◆ Record set ◆
——
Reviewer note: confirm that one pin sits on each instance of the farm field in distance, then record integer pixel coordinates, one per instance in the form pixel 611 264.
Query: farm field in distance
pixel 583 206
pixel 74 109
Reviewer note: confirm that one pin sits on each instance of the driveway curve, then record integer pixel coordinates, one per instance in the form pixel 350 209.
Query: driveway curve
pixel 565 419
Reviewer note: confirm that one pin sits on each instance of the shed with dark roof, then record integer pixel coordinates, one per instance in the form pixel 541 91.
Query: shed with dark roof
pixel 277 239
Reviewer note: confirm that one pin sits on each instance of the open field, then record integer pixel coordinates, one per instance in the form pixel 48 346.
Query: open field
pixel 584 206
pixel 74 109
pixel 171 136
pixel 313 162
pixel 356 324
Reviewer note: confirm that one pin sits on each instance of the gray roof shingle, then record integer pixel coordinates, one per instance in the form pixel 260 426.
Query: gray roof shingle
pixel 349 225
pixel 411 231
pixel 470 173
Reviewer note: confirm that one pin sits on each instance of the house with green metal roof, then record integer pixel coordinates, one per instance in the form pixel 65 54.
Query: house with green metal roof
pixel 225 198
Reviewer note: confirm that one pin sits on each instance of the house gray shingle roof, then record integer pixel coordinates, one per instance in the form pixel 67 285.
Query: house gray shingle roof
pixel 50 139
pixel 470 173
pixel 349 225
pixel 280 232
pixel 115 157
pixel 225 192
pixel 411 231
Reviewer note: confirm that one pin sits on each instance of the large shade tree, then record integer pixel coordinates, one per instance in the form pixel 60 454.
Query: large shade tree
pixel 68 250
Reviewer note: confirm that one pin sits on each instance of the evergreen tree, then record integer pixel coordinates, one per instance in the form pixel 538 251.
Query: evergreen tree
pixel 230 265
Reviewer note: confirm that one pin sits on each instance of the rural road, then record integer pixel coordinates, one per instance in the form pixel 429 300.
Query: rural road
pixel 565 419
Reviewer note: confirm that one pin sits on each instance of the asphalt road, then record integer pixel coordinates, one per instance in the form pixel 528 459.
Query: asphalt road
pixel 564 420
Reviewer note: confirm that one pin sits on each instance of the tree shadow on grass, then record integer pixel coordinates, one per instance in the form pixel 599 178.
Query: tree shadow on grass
——
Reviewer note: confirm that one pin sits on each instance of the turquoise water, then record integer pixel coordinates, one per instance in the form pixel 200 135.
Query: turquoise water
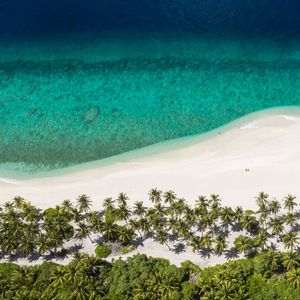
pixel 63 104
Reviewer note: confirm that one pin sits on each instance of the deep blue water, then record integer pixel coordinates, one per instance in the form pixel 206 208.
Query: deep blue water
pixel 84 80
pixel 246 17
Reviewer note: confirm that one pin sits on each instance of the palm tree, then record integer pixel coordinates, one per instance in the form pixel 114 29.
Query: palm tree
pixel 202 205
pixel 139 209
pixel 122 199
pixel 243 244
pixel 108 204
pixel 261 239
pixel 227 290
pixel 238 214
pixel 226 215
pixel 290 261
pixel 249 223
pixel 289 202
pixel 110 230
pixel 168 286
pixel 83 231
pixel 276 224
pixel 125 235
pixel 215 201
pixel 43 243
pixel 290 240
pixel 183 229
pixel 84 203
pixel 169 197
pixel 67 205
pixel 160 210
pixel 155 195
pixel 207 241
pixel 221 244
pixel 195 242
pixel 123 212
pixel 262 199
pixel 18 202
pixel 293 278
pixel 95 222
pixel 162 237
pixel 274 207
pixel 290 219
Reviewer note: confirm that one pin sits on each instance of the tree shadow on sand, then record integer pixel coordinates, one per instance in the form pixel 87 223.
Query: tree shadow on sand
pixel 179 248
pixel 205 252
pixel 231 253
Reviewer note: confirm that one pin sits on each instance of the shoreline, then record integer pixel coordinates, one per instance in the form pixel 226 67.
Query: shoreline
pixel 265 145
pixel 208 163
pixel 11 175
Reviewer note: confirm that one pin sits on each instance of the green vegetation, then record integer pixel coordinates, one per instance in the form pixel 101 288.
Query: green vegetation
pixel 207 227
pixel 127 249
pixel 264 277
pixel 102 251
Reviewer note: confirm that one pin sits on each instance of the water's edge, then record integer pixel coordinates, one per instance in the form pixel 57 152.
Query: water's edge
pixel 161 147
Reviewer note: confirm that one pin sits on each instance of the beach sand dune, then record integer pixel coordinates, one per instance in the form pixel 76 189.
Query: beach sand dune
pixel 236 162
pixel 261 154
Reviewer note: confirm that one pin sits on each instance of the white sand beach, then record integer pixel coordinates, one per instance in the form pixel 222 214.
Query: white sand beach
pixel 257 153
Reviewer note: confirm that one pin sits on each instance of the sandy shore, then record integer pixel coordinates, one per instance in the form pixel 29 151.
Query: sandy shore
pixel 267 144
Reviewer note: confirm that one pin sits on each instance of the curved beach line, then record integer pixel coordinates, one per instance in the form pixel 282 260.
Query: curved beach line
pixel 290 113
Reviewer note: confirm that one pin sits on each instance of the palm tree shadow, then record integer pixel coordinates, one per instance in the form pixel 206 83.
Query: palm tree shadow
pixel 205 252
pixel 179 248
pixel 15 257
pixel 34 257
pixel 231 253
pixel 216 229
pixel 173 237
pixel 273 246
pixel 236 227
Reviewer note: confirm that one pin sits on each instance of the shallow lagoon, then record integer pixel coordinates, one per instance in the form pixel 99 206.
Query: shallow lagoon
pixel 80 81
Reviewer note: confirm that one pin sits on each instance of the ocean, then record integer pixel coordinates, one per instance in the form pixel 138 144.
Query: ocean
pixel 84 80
——
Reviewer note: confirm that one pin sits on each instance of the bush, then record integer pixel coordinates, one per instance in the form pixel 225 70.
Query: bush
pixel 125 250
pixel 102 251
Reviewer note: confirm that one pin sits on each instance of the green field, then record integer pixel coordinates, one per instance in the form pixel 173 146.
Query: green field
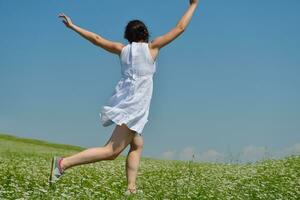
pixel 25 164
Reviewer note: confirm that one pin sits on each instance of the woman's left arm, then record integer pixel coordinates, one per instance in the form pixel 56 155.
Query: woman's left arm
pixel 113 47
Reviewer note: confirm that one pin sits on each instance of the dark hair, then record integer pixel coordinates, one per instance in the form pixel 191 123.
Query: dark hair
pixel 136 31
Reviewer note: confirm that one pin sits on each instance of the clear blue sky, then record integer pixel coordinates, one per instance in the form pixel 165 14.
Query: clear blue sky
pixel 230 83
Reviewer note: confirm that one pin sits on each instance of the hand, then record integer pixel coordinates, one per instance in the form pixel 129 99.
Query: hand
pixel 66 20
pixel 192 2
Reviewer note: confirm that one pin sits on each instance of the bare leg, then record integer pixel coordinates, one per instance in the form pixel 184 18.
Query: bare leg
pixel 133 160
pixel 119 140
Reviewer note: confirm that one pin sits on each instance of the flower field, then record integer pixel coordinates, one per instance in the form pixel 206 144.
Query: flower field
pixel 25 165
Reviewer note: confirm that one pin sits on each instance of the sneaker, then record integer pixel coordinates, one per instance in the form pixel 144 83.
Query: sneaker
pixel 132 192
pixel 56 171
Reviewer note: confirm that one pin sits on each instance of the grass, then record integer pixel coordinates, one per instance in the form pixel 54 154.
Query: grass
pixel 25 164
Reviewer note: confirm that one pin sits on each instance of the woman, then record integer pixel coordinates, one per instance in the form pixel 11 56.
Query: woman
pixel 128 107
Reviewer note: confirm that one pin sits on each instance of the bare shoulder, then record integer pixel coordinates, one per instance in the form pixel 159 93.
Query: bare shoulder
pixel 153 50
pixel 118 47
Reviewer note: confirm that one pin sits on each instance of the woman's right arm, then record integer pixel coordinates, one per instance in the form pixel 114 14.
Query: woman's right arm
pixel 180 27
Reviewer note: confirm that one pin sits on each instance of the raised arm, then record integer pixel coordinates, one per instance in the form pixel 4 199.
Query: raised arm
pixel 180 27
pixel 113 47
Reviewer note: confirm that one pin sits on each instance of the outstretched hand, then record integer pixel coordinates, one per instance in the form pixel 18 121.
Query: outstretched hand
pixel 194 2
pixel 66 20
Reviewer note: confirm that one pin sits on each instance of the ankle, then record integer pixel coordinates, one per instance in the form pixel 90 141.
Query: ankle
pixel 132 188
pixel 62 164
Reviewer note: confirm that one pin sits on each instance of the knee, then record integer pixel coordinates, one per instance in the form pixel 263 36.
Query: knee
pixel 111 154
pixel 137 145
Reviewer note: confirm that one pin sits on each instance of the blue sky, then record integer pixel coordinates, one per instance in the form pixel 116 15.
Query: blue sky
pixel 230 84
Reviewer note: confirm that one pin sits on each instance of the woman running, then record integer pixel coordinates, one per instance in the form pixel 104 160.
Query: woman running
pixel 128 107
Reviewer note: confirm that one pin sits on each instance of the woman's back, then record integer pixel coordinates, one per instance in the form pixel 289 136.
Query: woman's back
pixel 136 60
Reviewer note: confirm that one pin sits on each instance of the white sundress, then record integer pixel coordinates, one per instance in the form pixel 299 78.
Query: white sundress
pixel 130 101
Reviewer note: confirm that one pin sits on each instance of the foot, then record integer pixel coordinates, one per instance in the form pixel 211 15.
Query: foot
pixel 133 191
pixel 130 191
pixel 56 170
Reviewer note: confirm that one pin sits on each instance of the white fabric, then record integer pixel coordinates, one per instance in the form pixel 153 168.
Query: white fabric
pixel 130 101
——
All that belongs in the answer is the run of lines above from the line containing "pixel 48 346." through the line containing "pixel 538 251.", exactly as written.

Reviewer note: confirm that one pin sits on each instance of the open field, then record integer pixel coordinates, one per instance in the form pixel 48 346.
Query: open field
pixel 584 206
pixel 74 109
pixel 171 136
pixel 313 162
pixel 356 324
Reviewer note: confirm that one pin sits on each instance of the gray roof shingle, then record integer pixel coordinates, one per instance in the form pixel 260 426.
Query: gray roof shingle
pixel 349 225
pixel 411 231
pixel 470 173
Reviewer note: confirm that one pin sits on each instance of the house with green metal roof, then record integer pixel coordinates, one per instance in the form pixel 65 54.
Query: house with green metal roof
pixel 225 198
Reviewer note: confirm that one pin sits on each instance of the house gray shingle roof, then record integer pixel coordinates, one per instance in the form pixel 67 285.
Query: house gray shingle roof
pixel 50 139
pixel 470 173
pixel 349 225
pixel 280 232
pixel 115 157
pixel 225 192
pixel 411 231
Reviewer note: confirm that one pin sits on each instance of the large shade tree, then record integer pixel coordinates, one per instance in the form pixel 60 454.
Query: large shade tree
pixel 68 250
Reviewer note: confirm that one pin sits on each instance of the evergreen tree, then record integer pixel coordinates, one per instance in the form pixel 538 251.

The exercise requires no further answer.